_Article_
▼

We must fight with all our strength against the forces of habit, which threaten to take away love’s ardor, freshness, and joy—is this the gloomy tone of one who believes we should love all men as if dead? Au contraire, part of remaining within love’s duty is sustaining our own need for the other person, for the love of the other person. We are not forbidden from desiring communion with persons—rather, we are to desire that person and their love, while simultaneously recognizing that our duty to love springs from God himself, not from any finite expression of love we receive. With these two things in mind, we begin to see the mystical vision that undergirds much of Kierkegaard’s thought. Consider these three passages:
Love’s hidden life is in the innermost being, unfathomable, and then in turn is in an unfathomable connectedness with all existence. Just as the quiet lake originates deep down in hidden springs no eye has seen, so also does a person’s love originate even more deeply in God’s love.

▲

_Task to carry out_
Quote the entire passage on Kierkegaard and love word for word. Nothing in the lines that follow this passage is needed.

_Source material_

▼

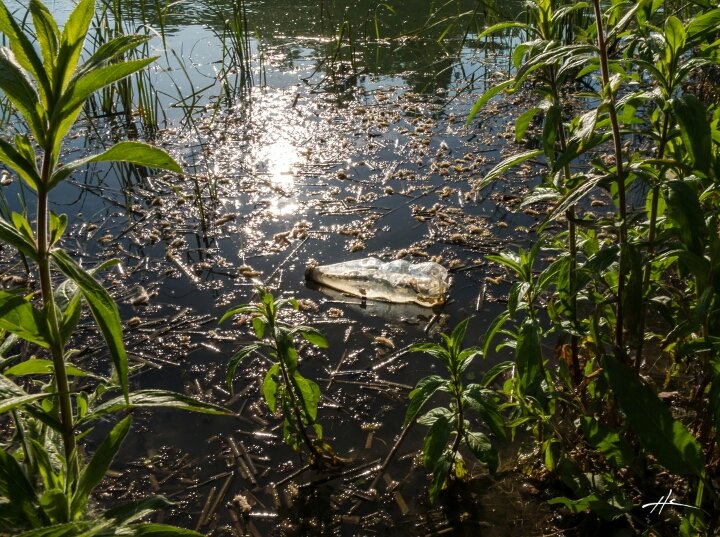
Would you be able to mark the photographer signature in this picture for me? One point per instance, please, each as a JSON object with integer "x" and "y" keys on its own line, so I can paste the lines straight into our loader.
{"x": 666, "y": 500}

▲

_Written solution_
We must fight with all our strength against the forces of habit, which threaten to take away love’s ardor, freshness, and joy—is this the gloomy tone of one who believes we should love all men as if dead? Au contraire, part of remaining within love’s duty is sustaining our own need for the other person, for the love of the other person. We are not forbidden from desiring communion with persons—rather, we are to desire that person and their love, while simultaneously recognizing that our duty to love springs from God himself, not from any finite expression of love we receive. With these two things in mind, we begin to see the mystical vision that undergirds much of Kierkegaard’s thought. Consider these three passages:
Love’s hidden life is in the innermost being, unfathomable, and then in turn is in an unfathomable connectedness with all existence. Just as the quiet lake originates deep down in hidden springs no eye has seen, so also does a person’s love originate even more deeply in God’s love.